At Home during Lockdown and the Issue of Gender
At Home during Lockdown and the Issue of Gender
Lockdown made many people re-assess their sense of home, but how does gender come into this?
Home is an auratic term that is often connected to positive feelings and experiences like comfort, warmth, or safety. In such associations, home is set up as a pre-existing space, an organic community, and an inborn feeling, i.e. an allegedly natural experience. Nationalist discourses, among others, use such widely-shared, familiar connotations of home to connect the individual citizen to the nation-state, in effect naturalising a national homeland as if it were a single home and, at the same time, generating emotional ties to an otherwise abstract entity. Research has shown that this rhetorical mapping of home and homeland is intensely gendered, for example by creating the sense of a ‘motherland’ that needs to be defended by her ‘sons’.
Lockdown made many people re-assess such positive ideas of home, though. The lockdowns forced people, often under threat of police penalties such as fines or arrest, to remain in their private homes. Instead of a warm, cosy space of retreat, home became associated with tedium and dullness at best or isolation and imprisonment at worst. It became obvious for many people that home is not ‘their’ private refuge but open to public interference and a site of negative feelings and social disparities. However, the lockdown also exposed that home-making practices and aspects of caring for families and children fell predominantly onto the shoulders of women, turning them into health workers, kindergarten and school teachers, and into the general creators of a functioning, ‘homely’ home. Covid-19 therefore displayed, in a nutshell, that home still is a highly gendered space, and that practices of sharing domestic work and home-making practices across genders and within families were among the first ‘victims’ of the crisis.
In my current project on British lockdown novels, I aim to show that lockdown narratives continue and further develop anti-essentialist critiques of rhetorics of home as ‘our place’ and the essentialist and gendered mapping of home and homeland. By depicting a society in lockdown, now more or less imprisoned in their cherished homes, lockdown narratives make explicit the social and cultural consequences of gendered ideas of home. To be at home in the pandemic means to become aware of home as a space of rule, control, and power politics, and these politics include categories of gender, nation, ‘race’, and generation (among others). This awareness fosters a sense of both home and homeland as a construction, an awareness that had previously been covered up by the positive associations of home as warmth, belonging, and safety. An analysis of lockdown narratives can thus yield insights into the divisive, problematic effects of the gendering and naturalisation of home and homeland that emerge with full intensity in the current Covid-19 crisis.
If you are interested in reading some of the emerging novels about lockdown from Britain, you may want to read Peter May’s thriller Lockdown (2020), Ali Smith’s Summer (2020), Sarah Moss’ The Fell (2021) or Sarah Hall’s Burntcoat (2021).
###
▸ Work task A: From the passage on home and gender under lockdown, extract the portion that begins at the words "If you are interested" and stops after the words "Hall’s Burntcoat (2021).".
▸ Work task B: Translate into French the following sentence from the passage on home and gender under lockdown: "Home is an auratic term that is often connected to positive feelings and experiences like comfort, warmth, or safety."

▸ Record set:
###
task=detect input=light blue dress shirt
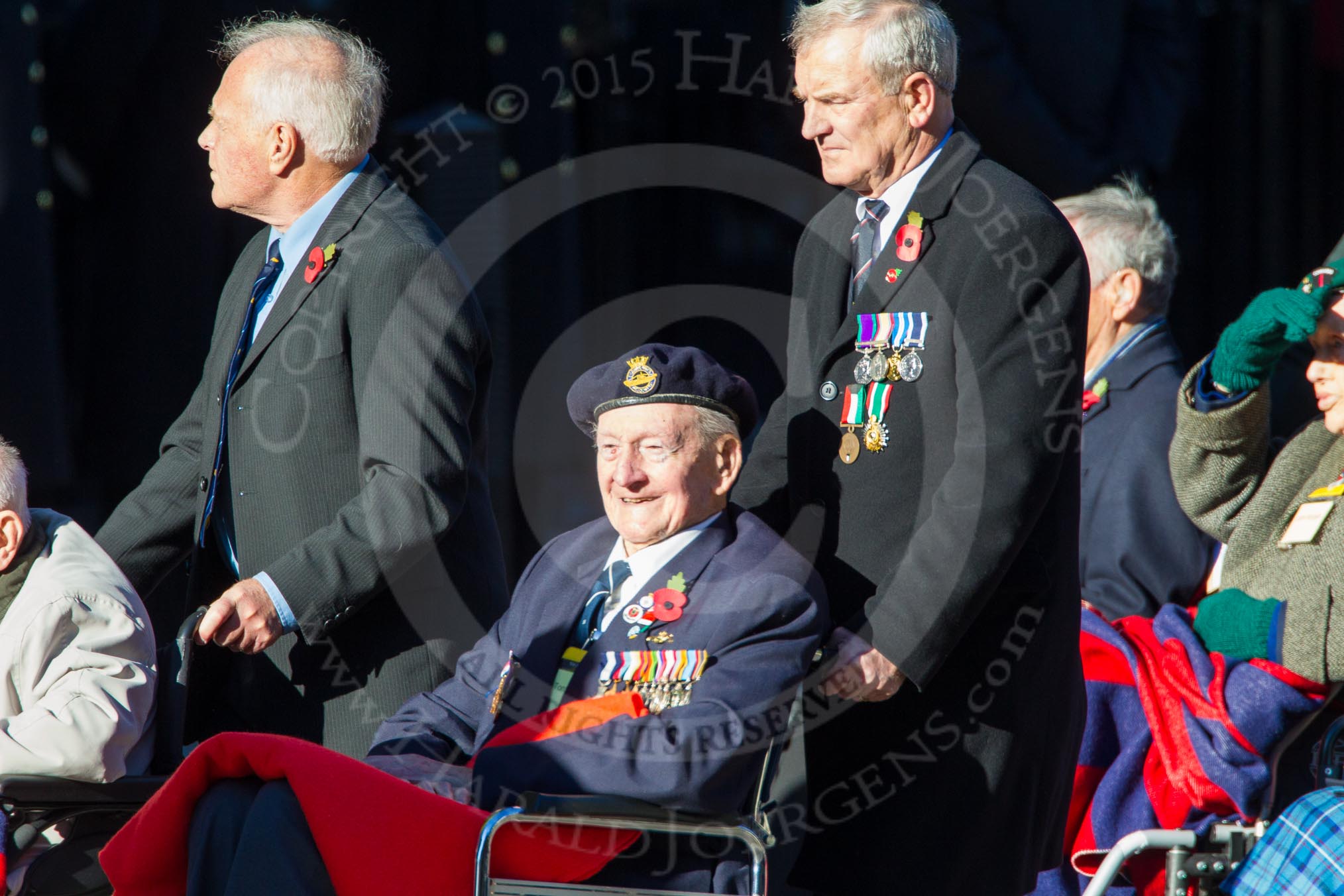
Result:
[215,156,368,632]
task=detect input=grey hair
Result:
[1055,175,1179,314]
[692,406,742,450]
[0,437,32,528]
[789,0,957,97]
[215,12,387,165]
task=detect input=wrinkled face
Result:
[596,404,732,553]
[795,28,918,196]
[1306,298,1344,435]
[196,47,272,216]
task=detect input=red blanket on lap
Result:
[99,693,647,896]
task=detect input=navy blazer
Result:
[370,505,829,812]
[1078,324,1217,619]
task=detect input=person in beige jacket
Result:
[0,439,156,782]
[1170,259,1344,683]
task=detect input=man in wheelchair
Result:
[173,344,828,895]
[0,439,154,782]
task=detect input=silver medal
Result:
[854,355,885,386]
[897,352,923,380]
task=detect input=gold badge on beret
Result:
[625,355,659,395]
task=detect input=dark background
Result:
[0,0,1344,585]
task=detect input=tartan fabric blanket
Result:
[1035,604,1327,896]
[98,693,647,896]
[1221,787,1344,896]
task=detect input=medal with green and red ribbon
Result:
[863,383,891,451]
[840,386,866,463]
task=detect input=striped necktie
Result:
[850,199,887,309]
[570,560,630,647]
[196,239,285,547]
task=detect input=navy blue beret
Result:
[567,343,757,435]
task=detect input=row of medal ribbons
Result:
[854,311,928,386]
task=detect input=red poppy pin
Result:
[897,211,923,260]
[653,588,685,622]
[304,243,340,284]
[1084,376,1110,414]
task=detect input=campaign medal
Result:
[863,383,891,451]
[840,386,864,463]
[854,314,891,386]
[598,649,710,714]
[887,311,928,383]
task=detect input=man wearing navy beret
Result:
[190,344,829,893]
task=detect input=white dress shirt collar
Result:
[602,510,723,632]
[854,128,952,255]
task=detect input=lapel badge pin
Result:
[897,211,923,262]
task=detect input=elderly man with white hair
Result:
[735,0,1088,895]
[1056,179,1217,619]
[98,15,508,755]
[0,439,156,781]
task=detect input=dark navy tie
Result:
[196,239,285,547]
[850,199,887,309]
[570,560,630,647]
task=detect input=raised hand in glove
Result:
[1195,588,1280,659]
[1209,258,1344,392]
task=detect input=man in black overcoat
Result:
[97,17,508,755]
[734,0,1088,893]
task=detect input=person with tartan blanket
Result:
[1170,258,1344,683]
[1035,259,1344,896]
[147,344,829,896]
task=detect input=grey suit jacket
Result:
[1170,361,1344,681]
[98,164,508,755]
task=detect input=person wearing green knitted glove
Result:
[1209,258,1344,392]
[1195,588,1284,662]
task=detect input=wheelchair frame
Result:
[1084,685,1344,896]
[475,685,803,896]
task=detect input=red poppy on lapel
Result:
[653,588,685,622]
[897,211,923,264]
[304,243,337,284]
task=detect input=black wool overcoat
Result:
[734,122,1089,893]
[97,161,508,756]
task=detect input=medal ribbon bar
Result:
[854,311,895,348]
[891,311,928,348]
[840,386,864,426]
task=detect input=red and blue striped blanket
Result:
[1035,604,1327,896]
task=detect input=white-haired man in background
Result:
[1056,179,1217,619]
[98,15,508,755]
[0,439,156,781]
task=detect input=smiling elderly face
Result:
[596,403,742,553]
[1306,296,1344,435]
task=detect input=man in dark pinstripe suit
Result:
[98,16,508,755]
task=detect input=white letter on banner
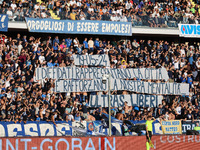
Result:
[104,137,116,150]
[85,138,95,150]
[39,123,55,136]
[87,22,92,32]
[36,21,40,30]
[27,20,31,30]
[67,22,72,31]
[7,124,22,137]
[20,139,31,150]
[40,139,53,150]
[77,22,81,32]
[6,139,18,150]
[0,124,6,137]
[31,21,36,30]
[40,21,44,30]
[56,123,71,136]
[44,21,48,30]
[55,139,69,150]
[95,23,99,32]
[72,138,83,150]
[24,123,39,136]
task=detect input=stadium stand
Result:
[0,34,200,122]
[0,0,200,28]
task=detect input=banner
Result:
[72,54,110,67]
[25,18,132,36]
[0,14,8,32]
[0,119,162,137]
[54,79,189,95]
[89,94,163,107]
[182,120,200,134]
[0,135,200,150]
[36,67,169,81]
[161,120,182,134]
[178,24,200,38]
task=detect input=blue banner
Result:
[0,119,162,137]
[178,24,200,37]
[0,14,8,32]
[25,18,132,36]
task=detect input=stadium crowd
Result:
[0,0,200,27]
[0,34,200,125]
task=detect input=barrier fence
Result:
[0,135,200,150]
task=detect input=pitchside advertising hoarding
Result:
[0,135,200,150]
[178,24,200,38]
[25,18,132,36]
[0,120,162,137]
[0,14,8,32]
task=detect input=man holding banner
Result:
[146,116,156,150]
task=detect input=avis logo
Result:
[180,24,200,35]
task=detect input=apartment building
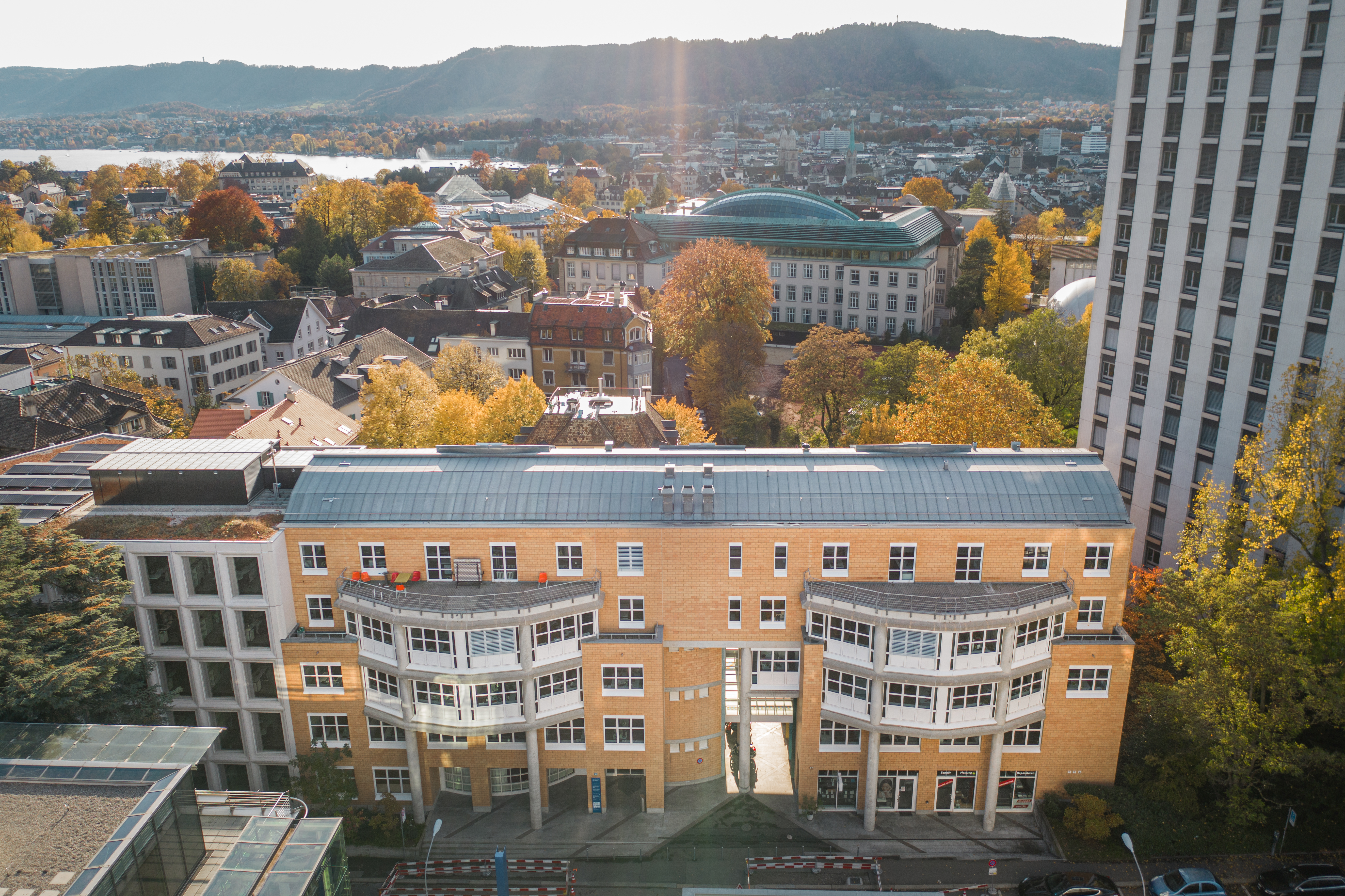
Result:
[635,187,960,336]
[259,445,1133,827]
[0,240,210,319]
[527,292,654,393]
[1079,0,1345,565]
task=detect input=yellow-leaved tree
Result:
[850,351,1069,448]
[650,398,714,445]
[476,374,546,444]
[359,358,438,448]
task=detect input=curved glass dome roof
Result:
[693,187,859,221]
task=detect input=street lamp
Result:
[1121,834,1149,896]
[425,818,444,896]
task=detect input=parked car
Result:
[1256,862,1345,896]
[1018,872,1121,896]
[1149,868,1227,896]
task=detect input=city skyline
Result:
[21,0,1123,69]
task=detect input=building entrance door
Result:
[933,771,977,813]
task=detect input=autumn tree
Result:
[359,358,438,448]
[650,398,714,445]
[183,187,276,252]
[655,237,773,358]
[962,305,1092,429]
[0,507,172,725]
[851,351,1067,448]
[901,177,958,210]
[780,324,873,445]
[378,180,437,230]
[982,240,1032,326]
[214,258,262,301]
[434,339,507,401]
[476,374,546,444]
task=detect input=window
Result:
[491,544,518,581]
[1077,597,1107,628]
[760,597,785,628]
[299,542,327,576]
[1022,544,1050,578]
[374,768,412,800]
[603,716,644,749]
[1001,721,1041,748]
[413,681,457,706]
[603,666,644,697]
[308,713,350,747]
[359,545,387,573]
[299,663,346,694]
[1065,666,1111,697]
[543,719,584,749]
[888,545,916,581]
[952,545,983,581]
[822,545,850,576]
[556,542,584,576]
[365,669,400,697]
[425,545,453,581]
[820,719,859,752]
[616,542,644,576]
[616,597,644,628]
[1084,544,1111,577]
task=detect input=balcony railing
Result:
[803,573,1075,616]
[339,576,603,616]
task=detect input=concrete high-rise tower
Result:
[1079,0,1345,565]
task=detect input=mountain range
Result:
[0,21,1121,118]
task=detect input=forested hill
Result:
[0,21,1121,117]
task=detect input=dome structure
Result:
[1049,277,1098,320]
[693,187,859,221]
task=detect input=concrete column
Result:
[864,625,888,830]
[982,627,1013,832]
[526,728,542,830]
[738,646,752,794]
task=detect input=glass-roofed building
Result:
[632,187,962,336]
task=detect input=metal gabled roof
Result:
[285,445,1130,527]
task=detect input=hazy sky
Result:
[32,0,1124,69]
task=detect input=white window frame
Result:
[952,542,986,581]
[299,663,346,694]
[304,595,336,628]
[616,541,644,576]
[359,541,387,573]
[1075,597,1107,631]
[308,713,350,747]
[1084,541,1115,578]
[1022,541,1050,578]
[299,541,327,576]
[600,663,644,697]
[371,766,412,803]
[888,541,919,581]
[556,541,584,578]
[603,716,647,752]
[757,595,788,628]
[491,541,518,581]
[616,595,644,630]
[1065,666,1111,700]
[421,541,453,581]
[822,541,850,578]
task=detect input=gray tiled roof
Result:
[285,445,1130,527]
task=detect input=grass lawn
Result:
[1045,784,1345,862]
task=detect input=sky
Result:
[24,0,1126,69]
###
▸ Answer box A:
If you are interested in reading some of the emerging novels about lockdown from Britain, you may want to read Peter May’s thriller Lockdown (2020), Ali Smith’s Summer (2020), Sarah Moss’ The Fell (2021) or Sarah Hall’s Burntcoat (2021).

▸ Answer box B: Le foyer est un terme auratique qui est souvent associé à des sentiments et à des expériences positifs tels que le confort, la chaleur ou la sécurité.